──────── Raw data ────────

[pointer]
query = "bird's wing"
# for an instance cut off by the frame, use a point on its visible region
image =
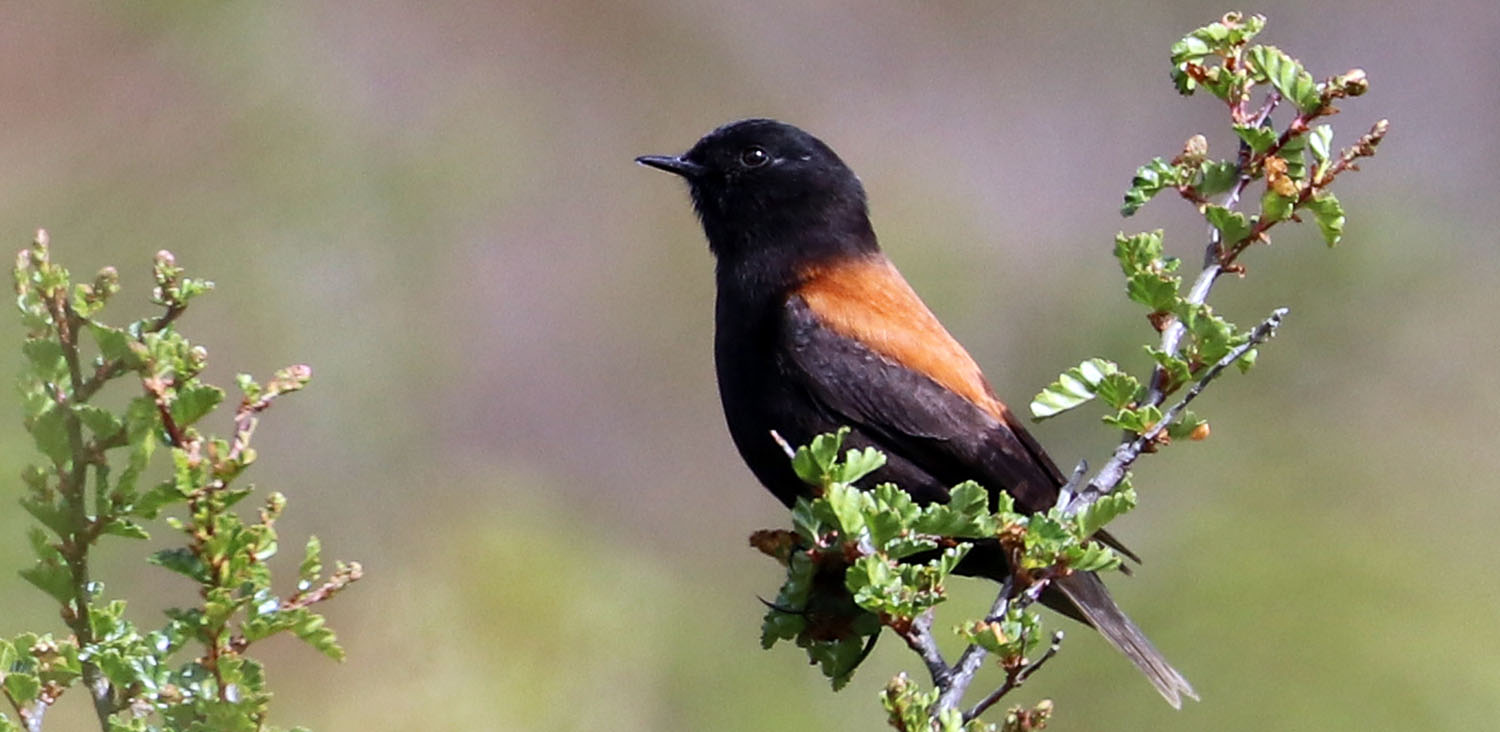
(869, 351)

────────

Rewrite the records above, swapping "frame" for "image edge" and leaving everything else unchanged. Omit the pictures from your answer.

[pointer]
query = "bird's wing"
# for an instance cut off by the image edge, use a point on its visible region
image =
(869, 351)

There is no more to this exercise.